PROBLEM DETAILS
Report how many lines in the records below contain the string "uniform", with case counting, and give only that number.

TASK DATA
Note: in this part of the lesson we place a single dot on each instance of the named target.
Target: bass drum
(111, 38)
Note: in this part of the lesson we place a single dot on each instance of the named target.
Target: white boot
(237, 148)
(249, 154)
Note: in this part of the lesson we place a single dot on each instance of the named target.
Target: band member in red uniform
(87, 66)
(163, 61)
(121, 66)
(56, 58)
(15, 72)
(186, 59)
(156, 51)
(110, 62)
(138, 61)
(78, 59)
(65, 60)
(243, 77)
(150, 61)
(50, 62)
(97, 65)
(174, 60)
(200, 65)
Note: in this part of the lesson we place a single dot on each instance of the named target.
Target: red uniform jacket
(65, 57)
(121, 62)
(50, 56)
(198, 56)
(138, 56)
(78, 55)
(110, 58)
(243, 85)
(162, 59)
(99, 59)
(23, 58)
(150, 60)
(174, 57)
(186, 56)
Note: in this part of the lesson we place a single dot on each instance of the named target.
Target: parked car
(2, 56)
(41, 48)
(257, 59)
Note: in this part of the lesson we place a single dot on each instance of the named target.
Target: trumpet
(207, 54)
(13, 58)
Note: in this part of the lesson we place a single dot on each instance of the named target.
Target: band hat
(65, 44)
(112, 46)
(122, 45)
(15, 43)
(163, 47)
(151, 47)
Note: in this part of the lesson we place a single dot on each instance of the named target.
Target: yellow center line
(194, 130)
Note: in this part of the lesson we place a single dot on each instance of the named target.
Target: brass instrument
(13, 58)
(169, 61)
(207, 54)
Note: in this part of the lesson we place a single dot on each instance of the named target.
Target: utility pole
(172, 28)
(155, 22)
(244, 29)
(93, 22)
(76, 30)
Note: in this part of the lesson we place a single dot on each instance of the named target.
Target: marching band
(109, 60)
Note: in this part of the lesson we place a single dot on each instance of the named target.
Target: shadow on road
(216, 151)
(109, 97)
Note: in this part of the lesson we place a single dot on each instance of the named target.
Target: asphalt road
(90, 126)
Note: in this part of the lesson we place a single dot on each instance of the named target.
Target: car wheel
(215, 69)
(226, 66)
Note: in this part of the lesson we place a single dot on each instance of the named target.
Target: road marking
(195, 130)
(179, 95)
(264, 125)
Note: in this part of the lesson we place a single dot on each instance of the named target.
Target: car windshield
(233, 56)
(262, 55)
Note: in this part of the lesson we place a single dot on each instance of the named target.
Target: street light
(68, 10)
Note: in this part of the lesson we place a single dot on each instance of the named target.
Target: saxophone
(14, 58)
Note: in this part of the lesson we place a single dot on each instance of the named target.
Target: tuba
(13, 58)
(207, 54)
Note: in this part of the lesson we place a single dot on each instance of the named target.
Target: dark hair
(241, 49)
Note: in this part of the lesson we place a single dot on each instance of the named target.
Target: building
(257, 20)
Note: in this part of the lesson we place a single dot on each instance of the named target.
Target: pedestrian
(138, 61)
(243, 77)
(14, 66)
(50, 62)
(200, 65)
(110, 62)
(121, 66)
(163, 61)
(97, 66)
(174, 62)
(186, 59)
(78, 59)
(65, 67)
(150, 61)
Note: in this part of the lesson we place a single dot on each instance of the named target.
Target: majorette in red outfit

RESPONSE TO THIS EXERCISE
2